Données enregistrées

+-------+

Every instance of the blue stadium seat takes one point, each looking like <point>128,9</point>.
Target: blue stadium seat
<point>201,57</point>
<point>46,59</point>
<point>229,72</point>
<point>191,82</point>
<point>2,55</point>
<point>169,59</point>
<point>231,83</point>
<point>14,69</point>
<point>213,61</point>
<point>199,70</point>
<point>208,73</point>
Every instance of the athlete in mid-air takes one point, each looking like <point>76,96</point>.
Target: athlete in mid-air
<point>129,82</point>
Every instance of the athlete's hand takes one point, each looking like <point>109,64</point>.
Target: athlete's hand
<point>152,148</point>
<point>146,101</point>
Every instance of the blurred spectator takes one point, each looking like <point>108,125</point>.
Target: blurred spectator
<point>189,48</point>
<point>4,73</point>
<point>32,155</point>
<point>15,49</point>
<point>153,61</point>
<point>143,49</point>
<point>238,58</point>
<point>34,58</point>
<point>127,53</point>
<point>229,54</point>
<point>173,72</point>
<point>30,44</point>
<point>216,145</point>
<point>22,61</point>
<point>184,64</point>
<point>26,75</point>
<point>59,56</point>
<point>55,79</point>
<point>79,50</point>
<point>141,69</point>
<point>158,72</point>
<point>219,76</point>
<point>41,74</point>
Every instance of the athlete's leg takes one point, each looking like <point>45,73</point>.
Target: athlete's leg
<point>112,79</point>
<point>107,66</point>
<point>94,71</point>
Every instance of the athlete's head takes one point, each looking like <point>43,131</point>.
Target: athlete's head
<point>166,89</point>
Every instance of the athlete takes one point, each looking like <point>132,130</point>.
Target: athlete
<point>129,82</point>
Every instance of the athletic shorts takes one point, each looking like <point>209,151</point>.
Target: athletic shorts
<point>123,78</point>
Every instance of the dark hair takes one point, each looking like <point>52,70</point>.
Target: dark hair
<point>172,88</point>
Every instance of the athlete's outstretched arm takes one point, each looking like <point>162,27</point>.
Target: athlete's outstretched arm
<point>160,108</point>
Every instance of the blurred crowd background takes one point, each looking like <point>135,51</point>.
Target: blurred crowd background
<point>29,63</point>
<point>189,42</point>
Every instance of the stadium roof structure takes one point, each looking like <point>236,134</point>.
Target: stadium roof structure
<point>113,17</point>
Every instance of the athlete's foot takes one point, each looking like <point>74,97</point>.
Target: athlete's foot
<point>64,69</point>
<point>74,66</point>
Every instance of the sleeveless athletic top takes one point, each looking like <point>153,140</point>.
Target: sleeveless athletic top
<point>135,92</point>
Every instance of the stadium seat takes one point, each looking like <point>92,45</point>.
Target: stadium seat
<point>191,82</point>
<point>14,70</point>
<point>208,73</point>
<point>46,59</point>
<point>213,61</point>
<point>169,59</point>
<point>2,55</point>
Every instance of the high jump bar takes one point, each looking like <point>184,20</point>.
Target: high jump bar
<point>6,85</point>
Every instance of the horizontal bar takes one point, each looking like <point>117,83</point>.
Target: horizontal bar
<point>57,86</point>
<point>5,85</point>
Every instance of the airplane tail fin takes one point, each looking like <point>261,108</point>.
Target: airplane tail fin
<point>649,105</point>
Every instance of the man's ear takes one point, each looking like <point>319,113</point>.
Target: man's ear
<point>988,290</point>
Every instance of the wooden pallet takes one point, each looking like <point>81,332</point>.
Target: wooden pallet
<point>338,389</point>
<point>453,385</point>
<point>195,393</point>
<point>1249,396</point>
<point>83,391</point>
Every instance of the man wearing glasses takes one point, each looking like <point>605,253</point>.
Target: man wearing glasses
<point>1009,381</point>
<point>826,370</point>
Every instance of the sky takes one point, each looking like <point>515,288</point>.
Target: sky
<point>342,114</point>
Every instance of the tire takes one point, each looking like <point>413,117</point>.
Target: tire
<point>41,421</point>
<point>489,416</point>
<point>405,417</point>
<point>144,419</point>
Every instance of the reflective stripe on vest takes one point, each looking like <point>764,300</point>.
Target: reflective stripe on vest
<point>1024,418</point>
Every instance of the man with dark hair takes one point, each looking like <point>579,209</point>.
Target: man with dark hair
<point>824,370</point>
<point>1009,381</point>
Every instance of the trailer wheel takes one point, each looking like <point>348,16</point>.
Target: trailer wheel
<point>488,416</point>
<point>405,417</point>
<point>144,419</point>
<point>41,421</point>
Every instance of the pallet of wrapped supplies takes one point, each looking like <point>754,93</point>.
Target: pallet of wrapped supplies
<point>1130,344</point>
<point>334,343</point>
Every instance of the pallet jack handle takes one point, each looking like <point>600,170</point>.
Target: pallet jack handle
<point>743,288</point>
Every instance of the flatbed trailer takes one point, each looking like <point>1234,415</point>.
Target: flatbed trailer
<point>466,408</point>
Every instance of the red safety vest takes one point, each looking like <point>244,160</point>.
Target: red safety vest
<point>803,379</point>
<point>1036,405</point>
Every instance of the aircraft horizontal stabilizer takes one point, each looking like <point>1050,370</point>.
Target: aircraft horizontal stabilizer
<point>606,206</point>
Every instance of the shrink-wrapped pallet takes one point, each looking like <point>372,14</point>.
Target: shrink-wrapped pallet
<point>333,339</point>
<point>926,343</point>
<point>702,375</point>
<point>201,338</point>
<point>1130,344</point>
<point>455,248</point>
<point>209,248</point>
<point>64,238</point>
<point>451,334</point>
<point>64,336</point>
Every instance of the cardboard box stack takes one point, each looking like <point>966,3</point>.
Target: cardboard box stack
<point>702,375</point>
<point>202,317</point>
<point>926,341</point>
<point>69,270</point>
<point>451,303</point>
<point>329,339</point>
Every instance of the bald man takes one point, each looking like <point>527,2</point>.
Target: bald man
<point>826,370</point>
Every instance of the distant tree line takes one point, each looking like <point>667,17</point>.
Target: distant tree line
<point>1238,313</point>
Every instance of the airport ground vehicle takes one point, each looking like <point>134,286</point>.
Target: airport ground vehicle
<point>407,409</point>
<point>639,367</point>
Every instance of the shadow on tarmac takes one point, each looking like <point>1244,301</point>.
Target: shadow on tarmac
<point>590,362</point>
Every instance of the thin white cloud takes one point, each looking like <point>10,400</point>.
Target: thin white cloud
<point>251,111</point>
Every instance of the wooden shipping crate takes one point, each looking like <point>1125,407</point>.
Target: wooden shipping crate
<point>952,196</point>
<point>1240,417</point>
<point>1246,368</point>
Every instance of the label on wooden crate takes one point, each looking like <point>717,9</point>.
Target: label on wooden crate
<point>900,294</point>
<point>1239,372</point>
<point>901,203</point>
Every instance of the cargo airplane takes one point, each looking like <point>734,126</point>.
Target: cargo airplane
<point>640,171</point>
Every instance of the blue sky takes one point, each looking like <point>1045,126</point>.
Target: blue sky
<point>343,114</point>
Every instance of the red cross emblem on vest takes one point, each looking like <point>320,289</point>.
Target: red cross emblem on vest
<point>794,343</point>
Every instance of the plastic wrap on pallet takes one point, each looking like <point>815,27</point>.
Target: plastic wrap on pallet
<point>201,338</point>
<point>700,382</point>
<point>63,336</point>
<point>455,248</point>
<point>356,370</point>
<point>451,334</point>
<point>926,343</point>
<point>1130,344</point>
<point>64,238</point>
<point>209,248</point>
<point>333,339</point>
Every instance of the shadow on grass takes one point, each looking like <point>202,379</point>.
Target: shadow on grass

+-------+

# [Consigne]
Présente l'ensemble du listing sous forme de tableau Markdown à deux colonnes, « N° » pour le numéro de rang et « Ligne » pour le texte de chaque ligne, en omettant les lignes vides.

# [Solution proposée]
| N° | Ligne |
|---|---|
| 1 | Every instance of the blue stadium seat takes one point, each looking like <point>128,9</point>. |
| 2 | Target: blue stadium seat |
| 3 | <point>201,57</point> |
| 4 | <point>46,59</point> |
| 5 | <point>229,72</point> |
| 6 | <point>191,82</point> |
| 7 | <point>2,55</point> |
| 8 | <point>169,59</point> |
| 9 | <point>231,83</point> |
| 10 | <point>14,69</point> |
| 11 | <point>213,61</point> |
| 12 | <point>199,70</point> |
| 13 | <point>208,73</point> |
| 14 | Every instance of the athlete in mid-air takes one point, each looking like <point>76,96</point>. |
| 15 | Target: athlete in mid-air |
| 16 | <point>129,82</point> |
| 17 | Every instance of the athlete's hand takes one point, each looking like <point>109,64</point>. |
| 18 | Target: athlete's hand |
| 19 | <point>152,148</point> |
| 20 | <point>146,101</point> |
| 21 | Every instance of the blurred spectator takes one point, each looking like <point>108,125</point>. |
| 22 | Target: blurred spectator |
| 23 | <point>189,48</point> |
| 24 | <point>4,73</point> |
| 25 | <point>32,155</point> |
| 26 | <point>15,49</point> |
| 27 | <point>153,61</point> |
| 28 | <point>143,49</point> |
| 29 | <point>238,58</point> |
| 30 | <point>34,58</point> |
| 31 | <point>127,53</point> |
| 32 | <point>229,54</point> |
| 33 | <point>173,72</point> |
| 34 | <point>30,44</point> |
| 35 | <point>216,145</point> |
| 36 | <point>22,61</point> |
| 37 | <point>184,64</point> |
| 38 | <point>26,75</point> |
| 39 | <point>59,56</point> |
| 40 | <point>55,79</point> |
| 41 | <point>79,50</point> |
| 42 | <point>141,69</point> |
| 43 | <point>158,72</point> |
| 44 | <point>219,76</point> |
| 45 | <point>41,74</point> |
| 46 | Every instance of the athlete's leg takes one point, each looking like <point>45,73</point>. |
| 47 | Target: athlete's leg |
| 48 | <point>112,79</point> |
| 49 | <point>107,66</point> |
| 50 | <point>94,71</point> |
| 51 | Every instance of the athlete's head takes one point, each looking like <point>43,131</point>. |
| 52 | Target: athlete's head |
| 53 | <point>166,89</point> |
| 54 | Every instance of the athlete takes one point, each looking like <point>132,130</point>. |
| 55 | Target: athlete |
| 56 | <point>129,82</point> |
| 57 | Every instance of the athletic shorts takes one point, each looking like <point>209,151</point>. |
| 58 | Target: athletic shorts |
| 59 | <point>123,78</point> |
| 60 | Every instance of the dark hair takes one point, each looking like <point>52,70</point>. |
| 61 | Target: dark hair |
| 62 | <point>172,88</point> |
| 63 | Every instance of the athlete's outstretched arm takes one point, each looking like <point>162,27</point>. |
| 64 | Target: athlete's outstretched arm |
| 65 | <point>160,108</point> |
| 66 | Every instance of the blurred crowd background takes one point, each looking like <point>135,51</point>. |
| 67 | Target: blurred crowd background |
| 68 | <point>29,63</point> |
| 69 | <point>189,42</point> |
| 70 | Every instance of the stadium roof structure takes one point, each looking like <point>236,134</point>. |
| 71 | Target: stadium roof structure |
| 72 | <point>113,17</point> |
| 73 | Every instance of the athlete's foot takes one point, each looking like <point>74,97</point>. |
| 74 | Target: athlete's foot |
| 75 | <point>64,69</point> |
| 76 | <point>74,66</point> |
| 77 | Every instance of the sleeveless athletic top takes one point, each looking like <point>153,140</point>. |
| 78 | Target: sleeveless athletic top |
| 79 | <point>135,92</point> |
| 80 | Every instance of the stadium seat takes one point, each looking like <point>92,45</point>. |
| 81 | Target: stadium seat |
| 82 | <point>191,82</point> |
| 83 | <point>14,70</point> |
| 84 | <point>208,73</point> |
| 85 | <point>46,59</point> |
| 86 | <point>213,61</point> |
| 87 | <point>169,59</point> |
| 88 | <point>2,55</point> |
| 89 | Every instance of the high jump bar takes one point, each looking like <point>184,20</point>. |
| 90 | Target: high jump bar |
| 91 | <point>6,85</point> |
| 92 | Every instance of the horizontal bar takes one point, each looking like <point>117,83</point>. |
| 93 | Target: horizontal bar |
| 94 | <point>57,86</point> |
| 95 | <point>5,85</point> |
| 96 | Every instance of the airplane tail fin takes one point, each looking like <point>261,108</point>. |
| 97 | Target: airplane tail fin |
| 98 | <point>649,105</point> |
| 99 | Every instance of the man's ear takes one point, each looking like <point>319,113</point>. |
| 100 | Target: man's ear |
| 101 | <point>988,290</point> |
| 102 | Every instance of the wooden pallet takes one point, each looking like <point>81,332</point>. |
| 103 | Target: wooden pallet |
| 104 | <point>338,389</point> |
| 105 | <point>453,385</point> |
| 106 | <point>195,393</point> |
| 107 | <point>1249,396</point> |
| 108 | <point>83,391</point> |
| 109 | Every instance of the man wearing glasses takes one point, each looking like <point>605,253</point>. |
| 110 | Target: man wearing glasses |
| 111 | <point>1009,381</point> |
| 112 | <point>826,370</point> |
| 113 | Every instance of the sky takes one point, each looking like <point>515,288</point>. |
| 114 | Target: sky |
| 115 | <point>342,114</point> |
| 116 | Every instance of the tire takes one point, each looking like <point>413,117</point>. |
| 117 | Target: tire |
| 118 | <point>41,421</point> |
| 119 | <point>489,416</point> |
| 120 | <point>405,417</point> |
| 121 | <point>144,419</point> |
| 122 | Every instance of the reflective stripe on vest takes one point, each looking like <point>764,300</point>. |
| 123 | Target: reflective stripe on vest |
| 124 | <point>1024,418</point> |
| 125 | Every instance of the man with dark hair takes one point, each looking like <point>579,209</point>. |
| 126 | Target: man with dark hair |
| 127 | <point>824,370</point> |
| 128 | <point>1009,381</point> |
| 129 | Every instance of the trailer wheel takes one point, each looking like <point>348,16</point>. |
| 130 | Target: trailer wheel |
| 131 | <point>488,416</point> |
| 132 | <point>405,417</point> |
| 133 | <point>144,419</point> |
| 134 | <point>41,421</point> |
| 135 | Every instance of the pallet of wrapped supplies takes one point, each looking like <point>754,93</point>. |
| 136 | Target: pallet of wrapped supplies |
| 137 | <point>1130,344</point> |
| 138 | <point>334,343</point> |
| 139 | Every instance of the pallet jack handle takes one point, each looking like <point>600,170</point>. |
| 140 | Target: pallet jack handle |
| 141 | <point>743,288</point> |
| 142 | Every instance of the flatbed trailer takes one point, each looking like <point>1234,415</point>. |
| 143 | Target: flatbed trailer |
| 144 | <point>466,408</point> |
| 145 | Every instance of the red safety vest takes one point, each looking like <point>244,160</point>. |
| 146 | Target: red safety vest |
| 147 | <point>803,379</point> |
| 148 | <point>1036,405</point> |
| 149 | Every instance of the aircraft horizontal stabilizer takes one point, each looking like <point>1050,370</point>. |
| 150 | Target: aircraft horizontal stabilizer |
| 151 | <point>606,206</point> |
| 152 | Every instance of the shrink-wrapped pallet takes one point, each looking like <point>372,14</point>. |
| 153 | Target: shrink-wrapped pallet |
| 154 | <point>333,339</point> |
| 155 | <point>926,343</point> |
| 156 | <point>702,375</point> |
| 157 | <point>201,338</point> |
| 158 | <point>1130,344</point> |
| 159 | <point>455,248</point> |
| 160 | <point>209,248</point> |
| 161 | <point>64,238</point> |
| 162 | <point>451,334</point> |
| 163 | <point>64,336</point> |
| 164 | Every instance of the cardboard box stack takes one point, each looking like <point>966,3</point>. |
| 165 | Target: cardboard box stack |
| 166 | <point>702,375</point> |
| 167 | <point>202,317</point> |
| 168 | <point>926,341</point> |
| 169 | <point>69,270</point> |
| 170 | <point>451,303</point> |
| 171 | <point>329,339</point> |
| 172 | Every instance of the bald man takes one point, each looking like <point>527,2</point>. |
| 173 | Target: bald man |
| 174 | <point>826,370</point> |
| 175 | Every instance of the distant tree line takes one point, each looking like <point>667,17</point>. |
| 176 | Target: distant tree line |
| 177 | <point>1238,313</point> |
| 178 | Every instance of the airport ground vehicle takes one point, each looking like <point>134,286</point>. |
| 179 | Target: airport ground vehicle |
| 180 | <point>407,409</point> |
| 181 | <point>639,367</point> |
| 182 | Every instance of the shadow on tarmac takes one point, each looking like <point>1244,301</point>. |
| 183 | Target: shadow on tarmac |
| 184 | <point>590,362</point> |
| 185 | Every instance of the thin white cloud takes one point, each looking like <point>10,400</point>. |
| 186 | Target: thin white cloud |
| 187 | <point>251,111</point> |
| 188 | Every instance of the wooden shipping crate takes one point, each looking like <point>1125,407</point>. |
| 189 | Target: wooden shipping crate |
| 190 | <point>952,196</point> |
| 191 | <point>1240,417</point> |
| 192 | <point>1246,368</point> |
| 193 | Every instance of the label on wooden crate takes one point, each looking like <point>717,9</point>. |
| 194 | Target: label on wooden crate |
| 195 | <point>900,294</point> |
| 196 | <point>1239,372</point> |
| 197 | <point>901,203</point> |
| 198 | Every instance of the cargo airplane takes one point, each looking like <point>734,126</point>. |
| 199 | Target: cargo airplane |
| 200 | <point>640,171</point> |
| 201 | Every instance of the blue sky takes one point, each looking like <point>1045,126</point>. |
| 202 | Target: blue sky |
| 203 | <point>343,114</point> |
| 204 | Every instance of the red cross emblem on vest takes one point, each looking like <point>320,289</point>. |
| 205 | Target: red cross emblem on vest |
| 206 | <point>794,343</point> |
| 207 | Every instance of the plastic wrap on pallet takes one point, each looking like <point>815,27</point>. |
| 208 | Target: plastic wrap on pallet |
| 209 | <point>201,338</point> |
| 210 | <point>700,382</point> |
| 211 | <point>63,336</point> |
| 212 | <point>455,248</point> |
| 213 | <point>356,370</point> |
| 214 | <point>451,334</point> |
| 215 | <point>926,343</point> |
| 216 | <point>1130,344</point> |
| 217 | <point>64,238</point> |
| 218 | <point>209,248</point> |
| 219 | <point>333,339</point> |
| 220 | Every instance of the shadow on grass takes one point, each looking like <point>202,379</point>. |
| 221 | Target: shadow on grass |